• **AIM OF THE EXERCISE**
Select every line in the rows below that contains the string "white" and copy each one in full. Matching is case-sensitive.

(Segmentation annotation records)
* Start *

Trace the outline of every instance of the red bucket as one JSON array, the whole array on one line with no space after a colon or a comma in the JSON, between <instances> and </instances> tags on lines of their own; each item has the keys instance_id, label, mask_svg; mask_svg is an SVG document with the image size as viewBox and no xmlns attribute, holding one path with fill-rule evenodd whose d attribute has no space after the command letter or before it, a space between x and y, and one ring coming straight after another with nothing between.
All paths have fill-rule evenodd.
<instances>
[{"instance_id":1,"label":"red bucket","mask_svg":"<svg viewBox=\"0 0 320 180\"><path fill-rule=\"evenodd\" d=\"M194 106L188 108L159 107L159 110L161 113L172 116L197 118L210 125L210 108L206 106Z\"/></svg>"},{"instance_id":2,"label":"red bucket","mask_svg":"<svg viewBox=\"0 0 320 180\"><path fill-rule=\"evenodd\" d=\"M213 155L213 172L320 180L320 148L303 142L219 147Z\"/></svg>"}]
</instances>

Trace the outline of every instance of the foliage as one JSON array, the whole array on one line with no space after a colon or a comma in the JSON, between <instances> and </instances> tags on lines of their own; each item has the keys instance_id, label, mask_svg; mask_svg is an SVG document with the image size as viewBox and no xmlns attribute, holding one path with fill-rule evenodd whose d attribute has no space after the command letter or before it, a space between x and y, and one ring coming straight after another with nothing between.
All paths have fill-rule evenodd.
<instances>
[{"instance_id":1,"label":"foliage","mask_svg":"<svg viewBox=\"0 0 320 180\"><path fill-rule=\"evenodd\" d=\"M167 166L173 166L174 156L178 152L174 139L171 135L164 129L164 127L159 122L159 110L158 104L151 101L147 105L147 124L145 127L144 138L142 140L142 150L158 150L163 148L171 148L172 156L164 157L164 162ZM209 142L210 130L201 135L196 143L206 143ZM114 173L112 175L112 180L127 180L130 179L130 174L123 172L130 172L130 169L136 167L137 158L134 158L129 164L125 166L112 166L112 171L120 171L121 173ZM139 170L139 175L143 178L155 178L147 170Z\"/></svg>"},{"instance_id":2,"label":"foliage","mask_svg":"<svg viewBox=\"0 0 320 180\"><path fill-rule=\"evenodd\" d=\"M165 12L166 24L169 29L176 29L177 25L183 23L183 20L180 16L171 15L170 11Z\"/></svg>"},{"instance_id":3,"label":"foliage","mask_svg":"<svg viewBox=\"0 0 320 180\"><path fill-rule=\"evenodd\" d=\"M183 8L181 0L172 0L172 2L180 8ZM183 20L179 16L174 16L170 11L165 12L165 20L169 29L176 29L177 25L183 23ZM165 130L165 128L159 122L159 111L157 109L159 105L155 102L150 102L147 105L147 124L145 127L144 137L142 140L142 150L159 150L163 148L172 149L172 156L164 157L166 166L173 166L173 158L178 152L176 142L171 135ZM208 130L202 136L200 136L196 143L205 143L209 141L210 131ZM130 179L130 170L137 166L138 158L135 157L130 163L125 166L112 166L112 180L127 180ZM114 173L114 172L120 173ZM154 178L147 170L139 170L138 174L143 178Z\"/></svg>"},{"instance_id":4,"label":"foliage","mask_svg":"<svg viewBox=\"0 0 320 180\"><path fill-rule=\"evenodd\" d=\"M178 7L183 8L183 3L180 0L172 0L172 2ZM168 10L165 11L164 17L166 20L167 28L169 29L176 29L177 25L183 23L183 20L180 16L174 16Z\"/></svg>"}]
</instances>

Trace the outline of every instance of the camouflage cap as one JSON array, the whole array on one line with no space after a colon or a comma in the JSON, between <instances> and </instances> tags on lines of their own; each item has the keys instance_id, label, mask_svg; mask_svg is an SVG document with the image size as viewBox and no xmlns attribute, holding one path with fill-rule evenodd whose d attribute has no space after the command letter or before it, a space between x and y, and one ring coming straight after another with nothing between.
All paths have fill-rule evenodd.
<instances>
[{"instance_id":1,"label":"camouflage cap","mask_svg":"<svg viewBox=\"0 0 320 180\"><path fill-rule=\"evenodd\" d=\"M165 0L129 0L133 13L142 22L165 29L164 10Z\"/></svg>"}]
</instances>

* End *
* Start *

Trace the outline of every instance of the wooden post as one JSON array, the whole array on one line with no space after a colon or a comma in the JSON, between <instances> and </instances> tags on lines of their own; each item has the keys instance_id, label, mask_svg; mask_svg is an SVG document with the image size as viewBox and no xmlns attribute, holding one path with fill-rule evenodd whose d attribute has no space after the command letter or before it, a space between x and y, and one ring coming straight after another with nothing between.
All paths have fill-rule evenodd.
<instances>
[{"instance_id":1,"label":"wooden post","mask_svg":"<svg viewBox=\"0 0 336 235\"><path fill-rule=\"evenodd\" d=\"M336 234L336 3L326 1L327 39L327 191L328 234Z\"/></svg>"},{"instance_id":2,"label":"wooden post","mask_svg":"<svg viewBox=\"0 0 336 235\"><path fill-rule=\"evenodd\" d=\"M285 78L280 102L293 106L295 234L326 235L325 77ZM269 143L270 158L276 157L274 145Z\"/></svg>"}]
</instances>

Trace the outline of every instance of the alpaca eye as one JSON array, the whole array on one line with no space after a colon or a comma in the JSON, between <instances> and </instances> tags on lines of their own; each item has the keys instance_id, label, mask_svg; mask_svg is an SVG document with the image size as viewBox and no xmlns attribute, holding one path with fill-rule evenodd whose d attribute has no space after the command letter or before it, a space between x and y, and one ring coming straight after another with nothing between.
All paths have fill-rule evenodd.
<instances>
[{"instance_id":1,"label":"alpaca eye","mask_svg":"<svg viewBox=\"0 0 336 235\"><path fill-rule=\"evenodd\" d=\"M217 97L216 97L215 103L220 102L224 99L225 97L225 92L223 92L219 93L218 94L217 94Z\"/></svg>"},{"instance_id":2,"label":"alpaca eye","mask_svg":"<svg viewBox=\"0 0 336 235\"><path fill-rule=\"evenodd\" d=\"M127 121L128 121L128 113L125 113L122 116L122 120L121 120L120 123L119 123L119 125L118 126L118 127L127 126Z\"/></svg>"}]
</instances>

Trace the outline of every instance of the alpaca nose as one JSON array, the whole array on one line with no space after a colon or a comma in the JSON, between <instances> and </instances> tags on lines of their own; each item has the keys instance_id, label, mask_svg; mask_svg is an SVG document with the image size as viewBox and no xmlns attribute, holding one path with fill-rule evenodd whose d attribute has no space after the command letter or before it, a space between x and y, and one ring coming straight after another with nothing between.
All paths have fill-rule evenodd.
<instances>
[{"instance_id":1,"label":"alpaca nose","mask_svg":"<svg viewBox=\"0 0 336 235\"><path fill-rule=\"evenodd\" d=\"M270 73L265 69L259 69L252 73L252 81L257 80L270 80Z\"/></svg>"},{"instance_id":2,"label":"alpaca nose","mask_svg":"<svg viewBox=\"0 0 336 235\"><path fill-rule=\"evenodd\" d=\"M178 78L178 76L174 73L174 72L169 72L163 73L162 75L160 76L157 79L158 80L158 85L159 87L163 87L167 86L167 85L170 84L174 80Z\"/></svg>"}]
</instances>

* End *
* Start *

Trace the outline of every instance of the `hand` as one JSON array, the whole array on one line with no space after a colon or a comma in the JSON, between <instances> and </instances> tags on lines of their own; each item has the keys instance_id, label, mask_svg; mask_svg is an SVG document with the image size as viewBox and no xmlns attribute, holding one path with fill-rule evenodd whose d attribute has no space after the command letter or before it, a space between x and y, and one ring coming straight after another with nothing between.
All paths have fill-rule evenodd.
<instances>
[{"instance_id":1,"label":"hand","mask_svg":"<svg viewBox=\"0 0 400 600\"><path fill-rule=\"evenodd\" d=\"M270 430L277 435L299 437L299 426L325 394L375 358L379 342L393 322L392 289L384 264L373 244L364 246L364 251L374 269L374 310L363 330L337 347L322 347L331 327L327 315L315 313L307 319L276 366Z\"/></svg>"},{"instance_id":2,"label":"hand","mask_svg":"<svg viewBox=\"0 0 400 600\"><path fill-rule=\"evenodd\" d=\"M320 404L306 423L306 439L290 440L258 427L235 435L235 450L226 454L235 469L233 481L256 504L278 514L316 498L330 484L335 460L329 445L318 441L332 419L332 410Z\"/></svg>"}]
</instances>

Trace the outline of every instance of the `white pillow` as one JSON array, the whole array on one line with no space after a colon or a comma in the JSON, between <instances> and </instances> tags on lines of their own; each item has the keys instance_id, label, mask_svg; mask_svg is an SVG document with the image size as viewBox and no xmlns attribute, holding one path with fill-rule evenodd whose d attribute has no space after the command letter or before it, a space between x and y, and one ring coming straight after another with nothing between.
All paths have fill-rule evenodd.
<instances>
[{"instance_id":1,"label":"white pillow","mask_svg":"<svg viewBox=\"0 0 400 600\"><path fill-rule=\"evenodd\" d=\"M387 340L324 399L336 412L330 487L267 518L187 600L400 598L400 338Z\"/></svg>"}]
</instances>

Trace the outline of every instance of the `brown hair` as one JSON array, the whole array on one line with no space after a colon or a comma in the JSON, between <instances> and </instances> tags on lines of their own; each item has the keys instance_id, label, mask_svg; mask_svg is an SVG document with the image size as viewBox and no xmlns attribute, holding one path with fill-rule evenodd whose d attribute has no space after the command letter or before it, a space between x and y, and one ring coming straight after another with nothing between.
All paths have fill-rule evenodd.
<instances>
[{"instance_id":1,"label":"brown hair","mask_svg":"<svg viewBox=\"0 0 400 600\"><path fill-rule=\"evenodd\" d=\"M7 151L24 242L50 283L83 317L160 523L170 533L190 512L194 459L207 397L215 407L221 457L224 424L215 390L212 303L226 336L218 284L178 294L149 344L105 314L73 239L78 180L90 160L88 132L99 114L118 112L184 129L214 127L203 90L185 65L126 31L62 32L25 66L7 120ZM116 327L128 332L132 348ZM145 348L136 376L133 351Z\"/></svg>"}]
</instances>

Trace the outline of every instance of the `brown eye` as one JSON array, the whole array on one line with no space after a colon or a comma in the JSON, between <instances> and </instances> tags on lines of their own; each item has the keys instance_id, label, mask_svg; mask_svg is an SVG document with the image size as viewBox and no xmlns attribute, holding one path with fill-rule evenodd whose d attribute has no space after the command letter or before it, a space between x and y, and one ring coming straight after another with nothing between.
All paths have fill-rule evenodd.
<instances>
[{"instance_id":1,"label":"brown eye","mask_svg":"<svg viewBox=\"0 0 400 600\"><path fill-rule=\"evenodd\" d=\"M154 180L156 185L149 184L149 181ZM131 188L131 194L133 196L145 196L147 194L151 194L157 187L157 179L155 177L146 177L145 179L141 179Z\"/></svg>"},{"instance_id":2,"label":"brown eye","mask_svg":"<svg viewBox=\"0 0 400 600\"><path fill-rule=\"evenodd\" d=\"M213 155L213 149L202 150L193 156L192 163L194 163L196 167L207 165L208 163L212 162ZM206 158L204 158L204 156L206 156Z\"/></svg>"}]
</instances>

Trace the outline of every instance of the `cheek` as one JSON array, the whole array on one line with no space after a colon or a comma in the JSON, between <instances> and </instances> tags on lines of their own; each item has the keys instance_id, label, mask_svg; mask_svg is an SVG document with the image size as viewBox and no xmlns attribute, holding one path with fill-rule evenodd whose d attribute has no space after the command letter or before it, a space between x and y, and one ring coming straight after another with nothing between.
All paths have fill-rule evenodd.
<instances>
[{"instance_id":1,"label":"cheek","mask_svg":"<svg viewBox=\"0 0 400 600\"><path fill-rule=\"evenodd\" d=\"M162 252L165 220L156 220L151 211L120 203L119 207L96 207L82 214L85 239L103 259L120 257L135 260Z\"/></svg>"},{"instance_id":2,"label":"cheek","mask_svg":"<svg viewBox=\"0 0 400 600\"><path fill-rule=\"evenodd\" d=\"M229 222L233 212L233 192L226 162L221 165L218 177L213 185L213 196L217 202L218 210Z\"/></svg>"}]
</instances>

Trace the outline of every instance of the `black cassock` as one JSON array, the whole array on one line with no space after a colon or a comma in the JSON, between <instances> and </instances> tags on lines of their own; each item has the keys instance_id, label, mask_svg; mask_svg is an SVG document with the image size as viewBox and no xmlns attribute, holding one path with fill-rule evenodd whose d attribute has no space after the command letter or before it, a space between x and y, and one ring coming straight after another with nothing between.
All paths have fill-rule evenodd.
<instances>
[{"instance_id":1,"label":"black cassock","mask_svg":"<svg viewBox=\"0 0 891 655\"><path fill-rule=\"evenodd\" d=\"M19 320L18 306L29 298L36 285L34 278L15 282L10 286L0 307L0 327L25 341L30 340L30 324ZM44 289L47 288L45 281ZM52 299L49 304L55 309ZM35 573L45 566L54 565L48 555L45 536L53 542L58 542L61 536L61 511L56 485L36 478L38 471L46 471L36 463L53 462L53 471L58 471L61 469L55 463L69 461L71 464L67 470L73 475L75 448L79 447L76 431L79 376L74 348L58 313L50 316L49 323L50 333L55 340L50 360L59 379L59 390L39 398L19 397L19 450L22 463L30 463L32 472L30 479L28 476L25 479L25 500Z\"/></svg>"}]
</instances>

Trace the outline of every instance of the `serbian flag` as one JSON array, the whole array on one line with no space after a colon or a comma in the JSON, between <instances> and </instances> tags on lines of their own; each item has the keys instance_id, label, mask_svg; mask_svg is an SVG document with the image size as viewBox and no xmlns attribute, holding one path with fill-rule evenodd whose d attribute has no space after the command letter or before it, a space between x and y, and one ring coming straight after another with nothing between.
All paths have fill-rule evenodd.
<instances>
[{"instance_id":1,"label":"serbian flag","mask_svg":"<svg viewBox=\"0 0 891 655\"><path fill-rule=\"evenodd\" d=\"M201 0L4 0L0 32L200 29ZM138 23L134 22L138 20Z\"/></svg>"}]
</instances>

* End *

• **FINISHED EXERCISE**
Trace the outline of every instance of the `white pillow` as one JSON array, the whole array on one line with no space after a colon or a comma in the JSON, between <instances> and </instances> tags on lines of their own; each item has the keys instance_id, label, mask_svg; mask_svg is an SVG document with the image size as viewBox and no xmlns attribute, holding one path with fill-rule evenodd whose d attribute has no space after the command letter or before it, a space between x and y, and one ring coming straight after another with nothing between.
[{"instance_id":1,"label":"white pillow","mask_svg":"<svg viewBox=\"0 0 400 600\"><path fill-rule=\"evenodd\" d=\"M387 340L324 399L336 412L330 487L267 518L187 600L400 598L400 338Z\"/></svg>"}]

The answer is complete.